◆ **Goal**
Recast the stretch of the listing below, from the line that contains "Place one keypoint on each instance of the saddle" through the line that contains "Place one keypoint on each instance of the light brown", as a Markdown table with the columns Row and Entry, numbering the rows and leaving out any blank lines.

— Start Materials provided —

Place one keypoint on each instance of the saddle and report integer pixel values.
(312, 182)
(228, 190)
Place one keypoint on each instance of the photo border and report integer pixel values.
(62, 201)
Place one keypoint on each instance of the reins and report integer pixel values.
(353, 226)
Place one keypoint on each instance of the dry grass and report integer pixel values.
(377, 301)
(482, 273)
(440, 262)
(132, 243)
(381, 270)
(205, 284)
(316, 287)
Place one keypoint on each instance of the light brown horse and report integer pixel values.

— End Materials provided —
— Start Materials provided —

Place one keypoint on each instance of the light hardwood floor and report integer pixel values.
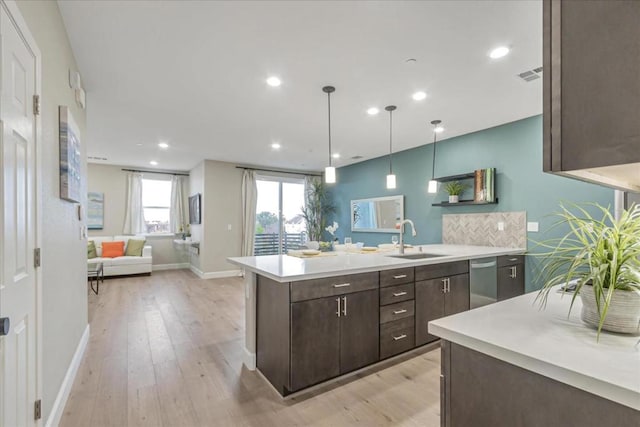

— End Materials provided —
— Start Materials provided —

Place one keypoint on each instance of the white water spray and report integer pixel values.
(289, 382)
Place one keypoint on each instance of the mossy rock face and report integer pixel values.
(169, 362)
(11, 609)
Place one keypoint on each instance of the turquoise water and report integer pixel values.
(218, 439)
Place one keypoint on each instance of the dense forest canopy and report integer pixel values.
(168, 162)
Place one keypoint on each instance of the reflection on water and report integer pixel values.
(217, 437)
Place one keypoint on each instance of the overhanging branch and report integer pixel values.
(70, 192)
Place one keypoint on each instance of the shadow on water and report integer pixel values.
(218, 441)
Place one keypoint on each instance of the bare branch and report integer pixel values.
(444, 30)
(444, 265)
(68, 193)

— End Materials provided —

◆ **Final result**
| Row | Entry |
|---|---|
| 1 | Place one keypoint on each instance of the saddle and report integer pixel values. |
| 2 | (312, 182) |
| 3 | (228, 190) |
| 4 | Place one keypoint on each instance of the photo border and report integer pixel values. |
| 5 | (62, 201) |
| 6 | Place one keypoint on each instance of the reins and report integer pixel values. |
| 7 | (353, 226) |
| 8 | Place one keypoint on each instance of the dry grass and report integer pixel values. |
| 9 | (377, 301) |
| 10 | (482, 273) |
| 11 | (440, 262) |
| 12 | (132, 243) |
| 13 | (381, 270) |
| 14 | (205, 284) |
| 15 | (316, 287) |
| 16 | Place one keypoint on each instance of the light brown horse and report integer pixel values. |